_Work required:_ Begin at the first line of the data and copy each line through the one containing "of the marble", that line included, with no pictures.
(Beginning of Task material)
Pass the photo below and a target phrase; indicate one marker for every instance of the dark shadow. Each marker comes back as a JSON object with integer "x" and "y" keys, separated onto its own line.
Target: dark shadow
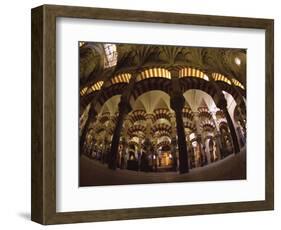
{"x": 24, "y": 215}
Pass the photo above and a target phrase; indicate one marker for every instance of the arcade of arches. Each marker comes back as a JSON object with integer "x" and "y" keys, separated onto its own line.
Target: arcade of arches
{"x": 159, "y": 109}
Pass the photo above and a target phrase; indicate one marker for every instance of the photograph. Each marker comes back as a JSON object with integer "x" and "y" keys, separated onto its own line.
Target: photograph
{"x": 153, "y": 113}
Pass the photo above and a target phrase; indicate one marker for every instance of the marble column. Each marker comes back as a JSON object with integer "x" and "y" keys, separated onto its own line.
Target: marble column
{"x": 124, "y": 109}
{"x": 177, "y": 103}
{"x": 223, "y": 106}
{"x": 92, "y": 116}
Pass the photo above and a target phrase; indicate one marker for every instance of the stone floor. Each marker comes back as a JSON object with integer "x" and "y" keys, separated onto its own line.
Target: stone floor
{"x": 94, "y": 173}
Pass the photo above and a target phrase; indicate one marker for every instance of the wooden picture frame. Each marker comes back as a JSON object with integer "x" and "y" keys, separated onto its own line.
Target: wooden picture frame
{"x": 43, "y": 208}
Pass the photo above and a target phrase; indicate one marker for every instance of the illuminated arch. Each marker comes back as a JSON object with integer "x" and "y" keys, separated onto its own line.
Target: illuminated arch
{"x": 191, "y": 72}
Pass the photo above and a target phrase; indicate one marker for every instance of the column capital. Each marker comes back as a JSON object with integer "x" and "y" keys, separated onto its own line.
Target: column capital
{"x": 177, "y": 102}
{"x": 222, "y": 104}
{"x": 124, "y": 106}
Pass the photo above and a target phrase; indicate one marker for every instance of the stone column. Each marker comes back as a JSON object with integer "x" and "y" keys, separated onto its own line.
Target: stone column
{"x": 177, "y": 103}
{"x": 223, "y": 106}
{"x": 91, "y": 118}
{"x": 124, "y": 109}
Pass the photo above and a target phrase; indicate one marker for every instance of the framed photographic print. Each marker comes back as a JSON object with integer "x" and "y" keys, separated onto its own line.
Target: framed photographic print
{"x": 139, "y": 114}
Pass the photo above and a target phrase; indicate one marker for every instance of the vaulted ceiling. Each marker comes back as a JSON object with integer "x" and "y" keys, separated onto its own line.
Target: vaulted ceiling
{"x": 226, "y": 61}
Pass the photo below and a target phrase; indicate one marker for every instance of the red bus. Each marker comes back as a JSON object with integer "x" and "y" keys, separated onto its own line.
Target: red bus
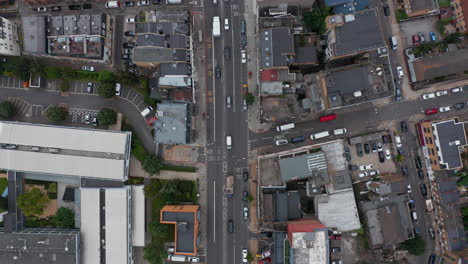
{"x": 329, "y": 117}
(End of Task material)
_The answer:_
Pass the photo below and a target phrase; indicate one marker for every instance of the dark shadow. Each marker comes back as a JSON object with integer "x" and "y" keys, separated onto its own line.
Target: dark shadow
{"x": 24, "y": 215}
Pass the photo above and a target phrase; indicate one marker for every instance of the arcade of arches. Each marker comes back as a JSON object with integer "x" and "y" keys, separated onto its own line.
Target: arcade of arches
{"x": 159, "y": 109}
Pass the photo above and a target phrase; indicate one marker for every instance of the photograph. Each marker comes back as a JSON object with integer "x" and "y" keys, separated onto its own line.
Target: photograph
{"x": 153, "y": 113}
Pass the photo above and a target phrase; indicate one marker for every instance of the marble column. Each marker comes back as a JSON object with integer "x" and "y" keys, separated onto its own line.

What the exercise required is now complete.